How many lines in the entries below contain the string "radiator"? Reply with the number alone.

Stored data ▸

○ ○ ○ ○ ○ ○ ○

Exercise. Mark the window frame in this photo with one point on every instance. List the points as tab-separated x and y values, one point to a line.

○ ○ ○ ○ ○ ○ ○

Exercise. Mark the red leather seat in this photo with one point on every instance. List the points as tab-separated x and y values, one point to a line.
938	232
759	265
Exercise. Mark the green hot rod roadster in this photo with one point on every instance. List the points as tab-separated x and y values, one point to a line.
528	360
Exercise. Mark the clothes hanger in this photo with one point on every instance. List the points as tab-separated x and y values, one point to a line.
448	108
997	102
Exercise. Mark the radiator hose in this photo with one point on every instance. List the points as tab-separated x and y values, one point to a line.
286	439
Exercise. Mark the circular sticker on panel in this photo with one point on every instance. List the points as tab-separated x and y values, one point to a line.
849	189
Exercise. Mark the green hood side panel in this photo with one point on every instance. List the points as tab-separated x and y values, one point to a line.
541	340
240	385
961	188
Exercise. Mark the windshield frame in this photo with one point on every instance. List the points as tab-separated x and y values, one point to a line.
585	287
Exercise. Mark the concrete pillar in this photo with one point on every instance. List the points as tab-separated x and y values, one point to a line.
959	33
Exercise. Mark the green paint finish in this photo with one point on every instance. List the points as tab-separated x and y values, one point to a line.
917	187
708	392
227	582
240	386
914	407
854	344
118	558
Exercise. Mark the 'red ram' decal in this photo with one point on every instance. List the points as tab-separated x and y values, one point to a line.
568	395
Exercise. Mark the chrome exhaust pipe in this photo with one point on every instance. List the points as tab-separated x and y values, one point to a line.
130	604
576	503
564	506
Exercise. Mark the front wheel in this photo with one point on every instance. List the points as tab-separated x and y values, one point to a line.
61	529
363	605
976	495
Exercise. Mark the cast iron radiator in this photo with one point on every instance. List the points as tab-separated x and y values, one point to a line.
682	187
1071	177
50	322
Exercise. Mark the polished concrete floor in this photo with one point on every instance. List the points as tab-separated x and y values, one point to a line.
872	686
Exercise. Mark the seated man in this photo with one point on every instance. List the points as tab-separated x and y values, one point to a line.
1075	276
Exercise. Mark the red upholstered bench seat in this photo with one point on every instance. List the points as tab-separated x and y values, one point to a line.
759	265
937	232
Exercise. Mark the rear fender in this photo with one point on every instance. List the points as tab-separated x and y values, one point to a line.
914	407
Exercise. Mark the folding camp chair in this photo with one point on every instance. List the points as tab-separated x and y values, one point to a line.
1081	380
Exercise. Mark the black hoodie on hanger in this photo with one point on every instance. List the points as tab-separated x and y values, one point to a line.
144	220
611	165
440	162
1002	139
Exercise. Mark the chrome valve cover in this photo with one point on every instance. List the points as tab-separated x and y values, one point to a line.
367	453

○ ○ ○ ○ ○ ○ ○

Response to the exercise ▸
2